** Begin DATA TO PROCESS **

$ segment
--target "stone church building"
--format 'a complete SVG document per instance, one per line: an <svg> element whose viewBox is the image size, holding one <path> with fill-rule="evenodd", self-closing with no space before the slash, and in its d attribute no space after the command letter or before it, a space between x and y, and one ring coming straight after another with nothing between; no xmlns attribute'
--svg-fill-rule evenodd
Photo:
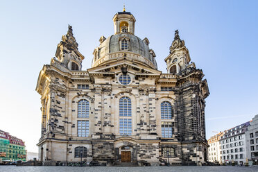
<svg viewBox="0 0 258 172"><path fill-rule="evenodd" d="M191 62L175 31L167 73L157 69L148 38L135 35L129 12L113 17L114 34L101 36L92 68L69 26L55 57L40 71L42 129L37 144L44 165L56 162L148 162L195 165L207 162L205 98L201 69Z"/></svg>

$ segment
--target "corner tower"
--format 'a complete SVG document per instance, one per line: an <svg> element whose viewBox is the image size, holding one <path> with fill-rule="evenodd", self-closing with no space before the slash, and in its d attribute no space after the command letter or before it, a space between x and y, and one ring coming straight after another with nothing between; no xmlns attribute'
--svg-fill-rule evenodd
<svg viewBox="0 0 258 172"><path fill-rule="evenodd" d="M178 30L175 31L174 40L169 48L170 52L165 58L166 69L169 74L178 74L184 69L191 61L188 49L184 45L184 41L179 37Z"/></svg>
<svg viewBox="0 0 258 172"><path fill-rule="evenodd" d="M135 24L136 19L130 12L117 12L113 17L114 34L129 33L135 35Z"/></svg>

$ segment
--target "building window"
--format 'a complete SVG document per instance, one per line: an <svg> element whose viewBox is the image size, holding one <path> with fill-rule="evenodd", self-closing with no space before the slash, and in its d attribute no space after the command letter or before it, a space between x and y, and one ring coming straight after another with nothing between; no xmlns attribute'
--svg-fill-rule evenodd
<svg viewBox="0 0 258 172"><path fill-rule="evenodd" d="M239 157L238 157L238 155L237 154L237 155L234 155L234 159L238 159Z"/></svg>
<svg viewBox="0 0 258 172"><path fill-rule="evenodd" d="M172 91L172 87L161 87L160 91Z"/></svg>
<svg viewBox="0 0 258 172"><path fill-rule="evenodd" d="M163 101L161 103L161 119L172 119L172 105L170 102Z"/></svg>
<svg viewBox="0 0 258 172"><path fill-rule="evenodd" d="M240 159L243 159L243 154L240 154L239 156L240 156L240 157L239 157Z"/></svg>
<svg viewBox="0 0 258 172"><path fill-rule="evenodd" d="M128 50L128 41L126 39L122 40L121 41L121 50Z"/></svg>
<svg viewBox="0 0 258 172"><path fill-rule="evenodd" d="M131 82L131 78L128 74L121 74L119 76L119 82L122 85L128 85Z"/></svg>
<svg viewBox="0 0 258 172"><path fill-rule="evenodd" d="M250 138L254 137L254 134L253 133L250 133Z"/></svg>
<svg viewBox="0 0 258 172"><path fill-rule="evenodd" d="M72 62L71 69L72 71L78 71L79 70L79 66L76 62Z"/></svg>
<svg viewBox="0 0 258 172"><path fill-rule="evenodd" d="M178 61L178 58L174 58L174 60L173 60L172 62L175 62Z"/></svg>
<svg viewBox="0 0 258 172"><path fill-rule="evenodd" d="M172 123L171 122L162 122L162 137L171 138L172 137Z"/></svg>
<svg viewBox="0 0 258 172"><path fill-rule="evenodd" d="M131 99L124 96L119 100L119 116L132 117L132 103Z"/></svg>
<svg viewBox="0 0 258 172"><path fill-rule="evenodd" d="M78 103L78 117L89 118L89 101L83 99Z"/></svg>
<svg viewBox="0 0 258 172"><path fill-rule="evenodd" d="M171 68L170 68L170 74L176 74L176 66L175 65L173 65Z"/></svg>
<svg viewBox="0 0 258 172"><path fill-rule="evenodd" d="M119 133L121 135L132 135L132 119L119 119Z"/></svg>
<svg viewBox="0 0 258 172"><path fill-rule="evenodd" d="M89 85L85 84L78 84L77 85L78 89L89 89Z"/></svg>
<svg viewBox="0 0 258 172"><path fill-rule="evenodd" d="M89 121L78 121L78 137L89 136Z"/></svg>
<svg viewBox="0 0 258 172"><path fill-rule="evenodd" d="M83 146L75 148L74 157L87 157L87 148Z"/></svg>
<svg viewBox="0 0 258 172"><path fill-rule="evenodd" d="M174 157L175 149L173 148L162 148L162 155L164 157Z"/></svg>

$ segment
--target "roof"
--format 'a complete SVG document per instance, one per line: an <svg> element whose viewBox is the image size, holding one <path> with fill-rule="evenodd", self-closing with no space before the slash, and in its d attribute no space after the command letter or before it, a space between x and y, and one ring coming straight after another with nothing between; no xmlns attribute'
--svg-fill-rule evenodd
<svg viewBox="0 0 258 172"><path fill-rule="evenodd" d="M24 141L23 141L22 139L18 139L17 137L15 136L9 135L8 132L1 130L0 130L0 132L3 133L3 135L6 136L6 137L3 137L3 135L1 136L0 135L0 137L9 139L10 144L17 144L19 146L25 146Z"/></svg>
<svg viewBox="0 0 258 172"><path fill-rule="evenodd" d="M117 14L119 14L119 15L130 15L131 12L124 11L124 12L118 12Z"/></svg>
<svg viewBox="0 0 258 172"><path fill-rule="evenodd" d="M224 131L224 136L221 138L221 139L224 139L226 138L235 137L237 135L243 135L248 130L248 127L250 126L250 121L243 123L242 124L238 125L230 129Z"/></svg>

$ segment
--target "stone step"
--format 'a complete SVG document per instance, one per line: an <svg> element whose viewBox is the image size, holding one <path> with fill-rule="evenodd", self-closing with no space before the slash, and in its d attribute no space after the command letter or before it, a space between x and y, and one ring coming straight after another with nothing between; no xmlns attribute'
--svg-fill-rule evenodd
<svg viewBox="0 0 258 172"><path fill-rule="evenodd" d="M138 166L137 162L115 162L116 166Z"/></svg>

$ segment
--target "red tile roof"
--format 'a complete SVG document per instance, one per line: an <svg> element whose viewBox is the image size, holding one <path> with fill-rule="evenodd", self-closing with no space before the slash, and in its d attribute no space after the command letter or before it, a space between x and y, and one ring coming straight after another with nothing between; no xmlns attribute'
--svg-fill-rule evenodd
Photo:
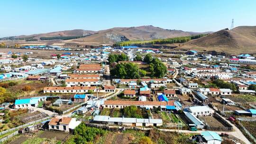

** End DATA TO PROCESS **

PROBLEM DESCRIPTION:
Return every line of the records that contains the string "target". Matching is case-sensitive.

FINISHED TASK:
--target "stone church building"
--target "corner tower"
--target "building window"
--target "roof"
--target "stone step"
--target "red tile roof"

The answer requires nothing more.